------ DATASET RECORDS

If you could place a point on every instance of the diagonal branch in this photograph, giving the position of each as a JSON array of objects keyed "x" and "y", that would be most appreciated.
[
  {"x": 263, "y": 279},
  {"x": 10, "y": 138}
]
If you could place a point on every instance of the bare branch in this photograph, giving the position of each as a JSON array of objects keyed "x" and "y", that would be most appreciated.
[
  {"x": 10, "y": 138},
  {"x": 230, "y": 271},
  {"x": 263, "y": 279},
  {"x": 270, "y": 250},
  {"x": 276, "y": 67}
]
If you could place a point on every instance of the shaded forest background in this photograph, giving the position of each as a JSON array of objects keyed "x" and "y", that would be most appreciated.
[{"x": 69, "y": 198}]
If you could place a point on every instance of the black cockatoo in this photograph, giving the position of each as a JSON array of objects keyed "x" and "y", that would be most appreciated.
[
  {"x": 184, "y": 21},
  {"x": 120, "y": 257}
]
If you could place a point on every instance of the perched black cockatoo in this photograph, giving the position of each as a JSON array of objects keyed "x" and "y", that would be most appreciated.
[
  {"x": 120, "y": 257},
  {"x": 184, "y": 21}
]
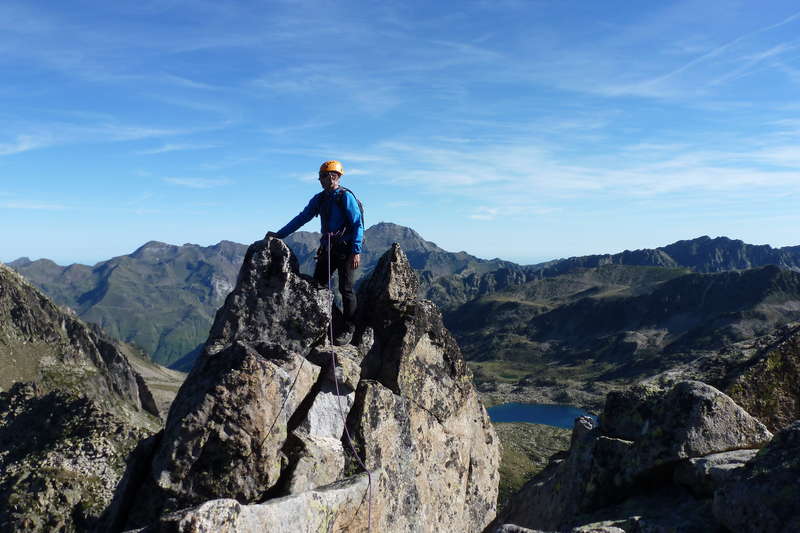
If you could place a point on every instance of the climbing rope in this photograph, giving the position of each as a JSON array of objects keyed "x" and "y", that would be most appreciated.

------------

- STATED EXERCISE -
Retype all of the lines above word for word, leaving out the pictures.

- TASK SOLUTION -
If you could place a point on every instance of the diagonal branch in this photograph, giving the position of each as a JSON array of objects keyed "x" and "y", that would be most appreciated.
[
  {"x": 263, "y": 279},
  {"x": 10, "y": 138}
]
If you could place a point on every instance of the bare branch in this photograph, giving the position of each as a JSON array of objects keyed "x" and "y", that would be most appreciated.
[
  {"x": 10, "y": 138},
  {"x": 230, "y": 271},
  {"x": 263, "y": 279},
  {"x": 270, "y": 250},
  {"x": 276, "y": 67}
]
If you could place a point on every instance of the shaded forest background in this photograph, giving the position of each as a JSON array of objects keyed "x" and "y", that would be most appreciated.
[{"x": 69, "y": 198}]
If you could place a point on every instance of the black cockatoo in this photograph, giving the position of each as a JSON array of objects keyed "x" and "y", that would be most appreciated.
[
  {"x": 184, "y": 21},
  {"x": 120, "y": 257}
]
If you could place a point on every instance of the perched black cockatoo in this photograph, giving the position of each as a JSON array of objects keyed "x" and "y", that would be most appreciated.
[
  {"x": 120, "y": 257},
  {"x": 184, "y": 21}
]
If you could place a point on every instance of the climbing rope in this photograph, giving the position of each as a JSON array of objects keyed "x" and "y", that would be most appreciated.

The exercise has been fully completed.